● DATA FOR PROCESSING

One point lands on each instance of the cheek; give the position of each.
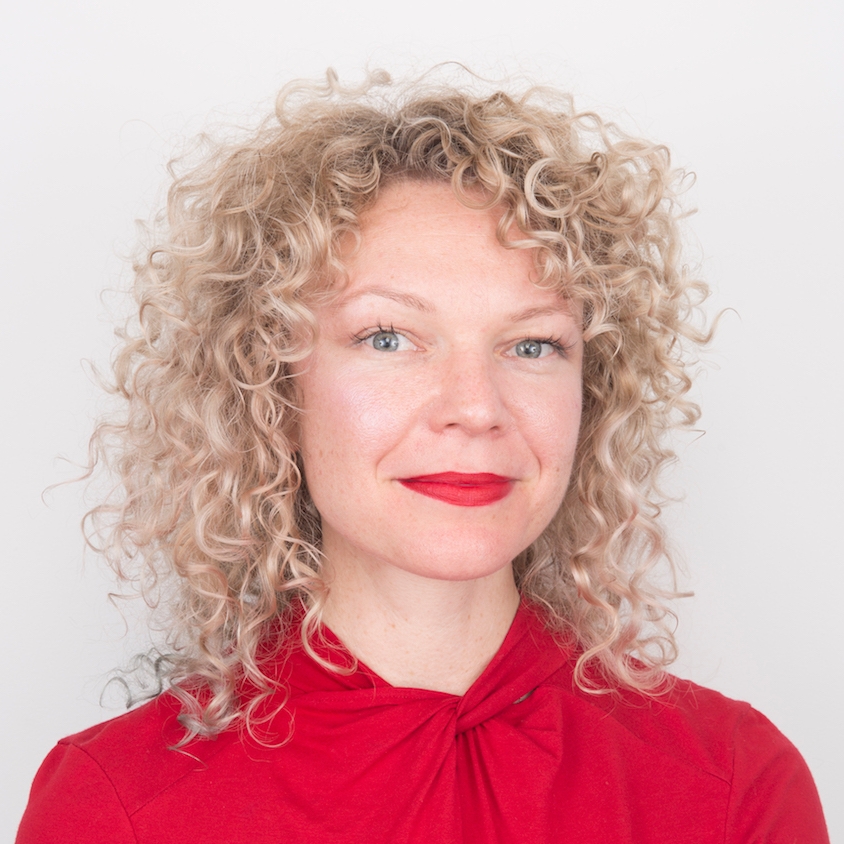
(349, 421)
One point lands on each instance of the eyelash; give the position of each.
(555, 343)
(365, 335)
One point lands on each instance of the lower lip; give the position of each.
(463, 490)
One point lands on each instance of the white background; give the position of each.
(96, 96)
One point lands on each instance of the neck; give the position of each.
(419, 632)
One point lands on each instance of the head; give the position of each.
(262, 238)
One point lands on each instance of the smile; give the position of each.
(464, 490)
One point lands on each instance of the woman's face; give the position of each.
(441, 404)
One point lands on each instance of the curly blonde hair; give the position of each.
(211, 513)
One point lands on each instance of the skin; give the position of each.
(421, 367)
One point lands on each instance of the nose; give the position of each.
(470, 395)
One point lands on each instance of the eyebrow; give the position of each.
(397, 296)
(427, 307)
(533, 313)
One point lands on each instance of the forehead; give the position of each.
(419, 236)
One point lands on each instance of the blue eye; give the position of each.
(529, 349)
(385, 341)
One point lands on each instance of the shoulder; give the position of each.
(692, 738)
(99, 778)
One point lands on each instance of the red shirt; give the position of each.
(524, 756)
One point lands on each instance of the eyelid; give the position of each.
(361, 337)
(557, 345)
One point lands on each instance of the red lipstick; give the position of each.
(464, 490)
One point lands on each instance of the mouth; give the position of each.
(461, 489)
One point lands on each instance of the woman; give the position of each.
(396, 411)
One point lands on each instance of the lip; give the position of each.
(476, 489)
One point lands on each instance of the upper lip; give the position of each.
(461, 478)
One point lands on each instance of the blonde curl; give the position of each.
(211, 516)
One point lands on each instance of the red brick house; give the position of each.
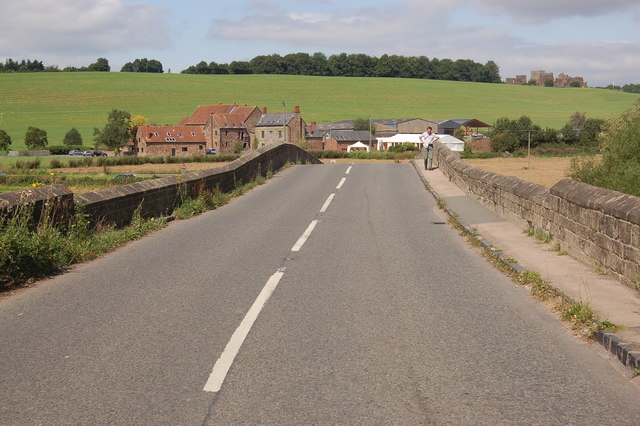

● TASK TO CARRY OUT
When you reproduce the entries above, keep every word exact and leave the images out.

● ANSWER TO THE PROBLEM
One point lands on each instance of the cheek; give the position of each.
(349, 421)
One point lands on each instance of the eyelash; give the position of each.
(555, 343)
(365, 335)
One point lands on each instance of the lower lip; give the position of each.
(463, 490)
One point lands on each instance of the white background; give the position of each.
(96, 96)
One point lands on each instance of the neck; give the position of each.
(419, 632)
One point lands on each instance of the head; give the position of each.
(262, 238)
One point lands on each instance of the smile; give the position of each.
(464, 490)
One point lands on each instance of the woman's face; give the position of each.
(441, 404)
One point lands on each instance of the curly blonde hair; give the position of each.
(211, 513)
One point lands on each instance of the skin; give the position of each.
(421, 367)
One point lands on each instance of the nose; give the position of each.
(470, 395)
One point lands on each instance of the eyebrow; give the position of each.
(397, 296)
(427, 307)
(533, 313)
One point lands on each instance of the forehead; give the position of each.
(419, 236)
One point lands on each instance of the blue eye; give the position of each.
(529, 349)
(385, 341)
One point lands on each instance of the shoulder; give the position of each.
(692, 738)
(99, 778)
One point lands on each instance of the red shirt; give the position of each.
(524, 756)
One point lands on each instance of the eyelid; give the position of each.
(361, 337)
(557, 345)
One point lands on each instance of the red lipstick; give the position of each.
(464, 490)
One point lands on each instance of the mouth; give the position of each.
(461, 489)
One point lands on each instance of the woman; give the position of each.
(396, 411)
One point lands on each instance of the lip; give the position of each.
(476, 489)
One point lands on each instance of the upper lip; give the position of each.
(461, 478)
One point lands on each instance of the blonde curl; give the position of each.
(211, 516)
One point lands on each instance of the red brick house; give the position of each.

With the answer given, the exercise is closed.